* _ESTRATTO DELLA FONTE_
#####

Il Movimento Comunità è antifascista, repubblicano, democratico, federalista, cristiano e laico, socialista e personalista. Ma tali caratterizzazioni, se possono servire a situare il Movimento Comunità in un settore dello schieramento culturale e politico italiano, ne indicano la realtà solo in modo generico. L’ azione programmatica del Movimento Comunità esula infatti dai limiti tradizionali della «politica» intesa come rapporto di forze, e si fonda su una diversa moralità sociale: «politica» è per noi la possibilità dell’uomo di armonizzare e sintetizzare esigenze e vocazioni diverse, e azione politica è lo sforzo di creare istituzioni che rendano operante tale possibilità. Politica è rapporto attivo, consapevole, armonioso tra l’uomo e l’ambiente del suo operare quotidiano, e azione politica è la ricerca delle condizioni in cui questo rapporto possa avere vita. Di qui, ad esempio, il grande valore «politico» che ha per noi l’urbanistica. Di qui soprattutto il nostro rifiuto di distinguere tra morale personale e morale politica. Il nostro rifiuto di subordinare i mezzi ai fini. Il rifiuto della violenza se non di fronte alla aperta prevaricazione. La fiducia nella tolleranza come attivo dialogo e non come passiva rassegnazione. Il rifiuto di ogni forma di sfruttamento dell’uomo. Il rispetto assoluto della persona umana.
Dovunque ci sia conflitto, per esempio, tra la macchina e l’uomo, tra lo stato e un ente territoriale locale, tra la tecnica e la cultura, tra la burocrazia e il cittadino, tra l’economia del profitto e l’economia del bisogno, tra l’automatismo e il piano, tra il mero piano economico e il piano urbanistico, tra la città elefantiaca e l’insediamento a misura d’uomo, e infine tra l’ipotetico idillio di una società avvenire e la reale angoscia delle «generazioni bruciate», – noi sapremo immediatamente qual’è la nostra parte. A questa morale personalistica (in cui convergono tutti gli elementi più urgenti della morale cristiana, dell’anarchismo, del liberalismo, del socialismo) noi crediamo sia indispensabile rimanere fedeli se si vuole, dalla profonda crisi del nostro tempo, risalire alla gioia della libertà e all’unità dell’uomo.
Quello che fu chiesto con drammatica evidenza per il mondo comunista, l’habeas animam, non è certamente acquisito nella società capitalistica ed in gran parte degli Stati democratici. I delitti tradizionali del mondo capitalistico, il pauperismo, la disoccupazione endemica, lo sfruttamento in nome del privilegio, si accompagnano oggi in molti stati con una mortificazione crescente della stessa democrazia formale, della libertà di stampa, di riunione, di espressione, con il diminuito rispetto per le minoranze religiose e razziali, ecc.

#####

Elenca, per favore, tutti gli aggettivi con cui la prima frase del testo sul Movimento Comunità ne definisce il carattere. I record qui sotto non sono necessari.

* _ELENCO DATI_

#####

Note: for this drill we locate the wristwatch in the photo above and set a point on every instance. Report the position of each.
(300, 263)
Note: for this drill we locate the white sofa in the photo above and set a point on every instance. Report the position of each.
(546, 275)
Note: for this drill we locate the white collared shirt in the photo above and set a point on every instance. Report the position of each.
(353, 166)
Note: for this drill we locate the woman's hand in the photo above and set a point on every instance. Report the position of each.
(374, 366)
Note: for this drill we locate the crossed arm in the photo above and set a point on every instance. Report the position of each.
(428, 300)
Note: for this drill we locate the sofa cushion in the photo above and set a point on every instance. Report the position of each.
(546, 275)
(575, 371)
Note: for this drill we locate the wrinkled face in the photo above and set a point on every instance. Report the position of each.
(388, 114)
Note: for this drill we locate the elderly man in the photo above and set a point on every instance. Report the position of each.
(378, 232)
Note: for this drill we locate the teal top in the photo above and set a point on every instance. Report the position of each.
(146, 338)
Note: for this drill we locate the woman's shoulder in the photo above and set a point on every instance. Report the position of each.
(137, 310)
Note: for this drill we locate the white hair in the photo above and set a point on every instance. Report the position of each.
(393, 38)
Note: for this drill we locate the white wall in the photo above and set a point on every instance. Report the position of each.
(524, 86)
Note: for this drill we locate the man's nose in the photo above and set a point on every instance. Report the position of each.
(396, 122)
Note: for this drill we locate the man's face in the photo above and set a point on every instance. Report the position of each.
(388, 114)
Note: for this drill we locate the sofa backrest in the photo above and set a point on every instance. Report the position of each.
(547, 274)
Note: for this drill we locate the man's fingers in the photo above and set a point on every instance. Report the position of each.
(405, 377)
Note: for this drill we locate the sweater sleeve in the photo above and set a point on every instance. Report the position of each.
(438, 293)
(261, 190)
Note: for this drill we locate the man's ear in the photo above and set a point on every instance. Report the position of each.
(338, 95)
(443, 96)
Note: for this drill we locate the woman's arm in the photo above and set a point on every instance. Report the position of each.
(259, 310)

#####

* _RISPOSTA_
antifascista, repubblicano, democratico, federalista, cristiano, laico, socialista, personalista